▸ **Extract provided**
=== Begin Enclosure ===

# what do you mean by ppm as CaCo3

 SkyRoller Posts: 22, Reputation: 20 New Member #2 Mar 16, 2011, 09:31 PM
CaCo3 is Calcium Carbonate which is found in rocks, hard water etc. PPM is referring to parts per million, so when talking about hardness of water you would refer to the parts per million of CaCo3 in H2O. Calcium Carbonate is also know as Ag Lime which can be added to soil of it's too acidic.
 Chamika Posts: 2, Reputation: 10 Junior Member #3 Mar 16, 2011, 09:49 PM
Comment on SkyRoller's post
Quote:
 Originally Posted by SkyRoller CaCo3 is Calcium Carbonate which is found in rocks, hard water etc. PPM is referring to parts per million, so when talking about hardness of water you would refer to the parts per million of CaCo3 in H2O. Calcium Carbonate is also know as Ag Lime which can be added to soil of it's too acidic.
I need to explain this unit to a mechanical guy and please simply this as soon as possible?
 Unknown008 Posts: 8,147, Reputation: 3745 Uber Member #4 Mar 17, 2011, 06:23 AM
Please note that calcium carbonate is written as $CaCO_3$, note the capital O, otherwise, this will mean a compound containing one atom of Calcium and three mole sof Cobalt.

When you say that some water has a certain amount of ppm of CaCO3, this is a measure of the concentration of CaCO3 in the water. The higher the concentration of CaCO3, the harder the water. Ppm is a very small measure of concentration, of the order of 1 ppm = 1 gram in 1000 litres of water.
 jcaron2 Posts: 983, Reputation: 1034 Senior Member #5 Mar 17, 2011, 10:49 AM
Just to elaborate on the answers that SkyRoller and Unky gave, PPM works just like percent (%), except that it means the number of parts per million instead of the parts per hundred.

If you have 20 marbles, and 11 of them are red, you can say that the red portion is 11/20=0.55 or (11/20)*100=55% or (11/20)*1000000=550000 ppm. Those are three different ways of saying the same thing.

=== End Enclosure ===

▸ **What you have to do**
Please copy the forum thread from "Unknown008 Posts: 8,147, Reputation: 3745" to "parts per hundred.", swapping "litres" for "liters". The records have no connection to the forum thread.

▸ **Source material**

=== Begin Enclosure ===

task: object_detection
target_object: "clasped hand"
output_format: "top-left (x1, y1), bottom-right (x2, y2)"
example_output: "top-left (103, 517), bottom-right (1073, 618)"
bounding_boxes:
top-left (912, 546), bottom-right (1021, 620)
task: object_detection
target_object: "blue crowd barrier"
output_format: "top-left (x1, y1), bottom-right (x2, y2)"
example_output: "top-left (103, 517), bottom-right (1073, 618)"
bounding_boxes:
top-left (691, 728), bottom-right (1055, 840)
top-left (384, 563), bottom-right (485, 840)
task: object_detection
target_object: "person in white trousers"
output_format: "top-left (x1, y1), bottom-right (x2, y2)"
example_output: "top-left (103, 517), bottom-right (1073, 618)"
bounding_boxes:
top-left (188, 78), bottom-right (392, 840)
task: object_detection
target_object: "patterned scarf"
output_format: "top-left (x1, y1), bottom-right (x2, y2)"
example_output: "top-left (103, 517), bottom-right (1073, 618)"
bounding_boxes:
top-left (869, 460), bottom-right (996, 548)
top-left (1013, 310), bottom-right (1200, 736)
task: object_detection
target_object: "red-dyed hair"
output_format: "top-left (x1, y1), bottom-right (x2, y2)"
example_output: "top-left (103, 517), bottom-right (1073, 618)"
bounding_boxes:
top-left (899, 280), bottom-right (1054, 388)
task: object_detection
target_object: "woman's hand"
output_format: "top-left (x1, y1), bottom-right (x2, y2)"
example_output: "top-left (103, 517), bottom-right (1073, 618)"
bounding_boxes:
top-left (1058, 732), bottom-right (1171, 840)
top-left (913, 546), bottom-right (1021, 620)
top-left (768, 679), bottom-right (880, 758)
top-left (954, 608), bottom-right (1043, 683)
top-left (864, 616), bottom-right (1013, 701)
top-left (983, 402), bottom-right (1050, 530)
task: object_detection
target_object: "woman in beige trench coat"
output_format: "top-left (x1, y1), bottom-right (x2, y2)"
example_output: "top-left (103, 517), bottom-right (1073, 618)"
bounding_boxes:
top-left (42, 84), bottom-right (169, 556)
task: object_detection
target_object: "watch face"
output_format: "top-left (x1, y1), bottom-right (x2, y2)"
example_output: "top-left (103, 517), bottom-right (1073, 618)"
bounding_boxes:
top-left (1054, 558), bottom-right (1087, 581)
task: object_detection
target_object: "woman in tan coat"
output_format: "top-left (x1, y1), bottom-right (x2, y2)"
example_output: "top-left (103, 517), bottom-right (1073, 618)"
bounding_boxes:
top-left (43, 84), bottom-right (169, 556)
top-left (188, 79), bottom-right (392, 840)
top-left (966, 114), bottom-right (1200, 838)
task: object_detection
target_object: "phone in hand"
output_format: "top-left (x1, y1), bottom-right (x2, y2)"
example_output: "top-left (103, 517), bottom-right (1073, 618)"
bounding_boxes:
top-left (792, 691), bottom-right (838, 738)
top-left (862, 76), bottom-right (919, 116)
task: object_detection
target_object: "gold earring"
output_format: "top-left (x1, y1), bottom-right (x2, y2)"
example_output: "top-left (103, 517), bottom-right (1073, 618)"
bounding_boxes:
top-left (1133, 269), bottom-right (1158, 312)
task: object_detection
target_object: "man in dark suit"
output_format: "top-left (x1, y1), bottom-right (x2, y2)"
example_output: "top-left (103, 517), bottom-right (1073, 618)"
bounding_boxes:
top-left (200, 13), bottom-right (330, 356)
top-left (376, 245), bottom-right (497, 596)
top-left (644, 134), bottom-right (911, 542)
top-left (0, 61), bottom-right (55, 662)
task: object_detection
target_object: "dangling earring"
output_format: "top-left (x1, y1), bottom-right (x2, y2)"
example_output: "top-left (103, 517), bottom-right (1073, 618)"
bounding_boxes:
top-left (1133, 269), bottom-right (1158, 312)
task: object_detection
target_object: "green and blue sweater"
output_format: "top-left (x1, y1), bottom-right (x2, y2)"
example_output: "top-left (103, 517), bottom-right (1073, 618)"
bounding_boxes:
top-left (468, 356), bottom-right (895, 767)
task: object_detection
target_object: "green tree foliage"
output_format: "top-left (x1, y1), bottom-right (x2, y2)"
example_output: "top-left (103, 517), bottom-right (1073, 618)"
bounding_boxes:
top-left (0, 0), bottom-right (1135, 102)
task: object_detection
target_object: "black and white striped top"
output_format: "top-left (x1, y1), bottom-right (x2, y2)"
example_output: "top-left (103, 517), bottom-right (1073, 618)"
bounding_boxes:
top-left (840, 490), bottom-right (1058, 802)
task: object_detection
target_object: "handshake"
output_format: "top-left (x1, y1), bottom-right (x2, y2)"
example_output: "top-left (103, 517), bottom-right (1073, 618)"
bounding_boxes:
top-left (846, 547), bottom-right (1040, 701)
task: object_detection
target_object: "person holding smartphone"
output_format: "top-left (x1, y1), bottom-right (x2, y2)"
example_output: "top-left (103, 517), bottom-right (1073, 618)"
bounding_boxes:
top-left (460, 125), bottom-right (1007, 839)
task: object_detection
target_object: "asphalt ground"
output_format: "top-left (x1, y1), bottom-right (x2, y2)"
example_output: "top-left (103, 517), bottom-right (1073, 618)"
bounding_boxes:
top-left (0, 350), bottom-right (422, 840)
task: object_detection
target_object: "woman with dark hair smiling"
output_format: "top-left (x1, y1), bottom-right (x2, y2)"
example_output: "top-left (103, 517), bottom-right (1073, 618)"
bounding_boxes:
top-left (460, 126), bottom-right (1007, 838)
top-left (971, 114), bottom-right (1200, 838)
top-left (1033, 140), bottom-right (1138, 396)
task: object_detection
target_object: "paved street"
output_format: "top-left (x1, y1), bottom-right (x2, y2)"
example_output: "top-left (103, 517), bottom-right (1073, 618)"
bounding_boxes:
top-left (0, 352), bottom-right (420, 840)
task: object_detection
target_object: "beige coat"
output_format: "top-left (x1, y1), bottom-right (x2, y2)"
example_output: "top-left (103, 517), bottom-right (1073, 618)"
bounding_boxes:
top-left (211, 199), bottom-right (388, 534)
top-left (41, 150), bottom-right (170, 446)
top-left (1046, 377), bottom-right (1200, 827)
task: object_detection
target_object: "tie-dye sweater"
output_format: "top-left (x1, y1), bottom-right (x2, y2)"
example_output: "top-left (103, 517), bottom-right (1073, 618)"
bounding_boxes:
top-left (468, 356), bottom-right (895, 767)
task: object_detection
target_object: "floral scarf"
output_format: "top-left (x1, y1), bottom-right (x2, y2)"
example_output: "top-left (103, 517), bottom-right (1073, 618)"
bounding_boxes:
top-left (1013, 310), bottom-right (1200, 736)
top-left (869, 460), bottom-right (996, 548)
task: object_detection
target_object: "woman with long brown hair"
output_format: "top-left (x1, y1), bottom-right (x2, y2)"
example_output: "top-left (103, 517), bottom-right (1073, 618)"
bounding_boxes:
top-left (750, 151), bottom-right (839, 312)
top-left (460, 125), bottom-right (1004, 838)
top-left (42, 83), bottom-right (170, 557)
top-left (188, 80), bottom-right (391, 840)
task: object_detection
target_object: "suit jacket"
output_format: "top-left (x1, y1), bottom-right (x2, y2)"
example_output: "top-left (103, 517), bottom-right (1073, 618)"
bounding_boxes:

=== End Enclosure ===
=== Begin Enclosure ===

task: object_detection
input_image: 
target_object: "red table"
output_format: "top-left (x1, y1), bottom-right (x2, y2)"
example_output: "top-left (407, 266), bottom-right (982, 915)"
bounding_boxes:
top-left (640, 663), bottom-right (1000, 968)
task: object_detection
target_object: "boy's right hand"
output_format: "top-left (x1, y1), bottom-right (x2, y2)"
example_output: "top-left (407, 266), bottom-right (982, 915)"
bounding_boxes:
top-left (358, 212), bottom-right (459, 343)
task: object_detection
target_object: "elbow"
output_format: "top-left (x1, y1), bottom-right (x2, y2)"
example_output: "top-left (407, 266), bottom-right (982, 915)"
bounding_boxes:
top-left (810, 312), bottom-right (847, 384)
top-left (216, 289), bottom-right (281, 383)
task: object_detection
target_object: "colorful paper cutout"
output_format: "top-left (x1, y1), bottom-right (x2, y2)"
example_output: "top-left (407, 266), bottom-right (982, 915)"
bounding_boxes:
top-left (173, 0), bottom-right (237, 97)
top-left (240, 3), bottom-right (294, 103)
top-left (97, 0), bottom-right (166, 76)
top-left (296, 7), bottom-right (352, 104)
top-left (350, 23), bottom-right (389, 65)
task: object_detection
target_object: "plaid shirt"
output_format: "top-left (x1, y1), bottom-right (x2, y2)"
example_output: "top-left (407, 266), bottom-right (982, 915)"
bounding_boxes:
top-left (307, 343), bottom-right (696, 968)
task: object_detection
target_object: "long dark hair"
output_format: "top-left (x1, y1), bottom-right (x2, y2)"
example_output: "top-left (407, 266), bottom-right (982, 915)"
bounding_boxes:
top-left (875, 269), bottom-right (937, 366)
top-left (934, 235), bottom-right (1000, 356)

=== End Enclosure ===

▸ **Result of this exercise**
Unknown008 Posts: 8,147, Reputation: 3745 Uber Member #4 Mar 17, 2011, 06:23 AM
Please note that calcium carbonate is written as $CaCO_3$, note the capital O, otherwise, this will mean a compound containing one atom of Calcium and three mole sof Cobalt.

When you say that some water has a certain amount of ppm of CaCO3, this is a measure of the concentration of CaCO3 in the water. The higher the concentration of CaCO3, the harder the water. Ppm is a very small measure of concentration, of the order of 1 ppm = 1 gram in 1000 liters of water.
 jcaron2 Posts: 983, Reputation: 1034 Senior Member #5 Mar 17, 2011, 10:49 AM
Just to elaborate on the answers that SkyRoller and Unky gave, PPM works just like percent (%), except that it means the number of parts per million instead of the parts per hundred.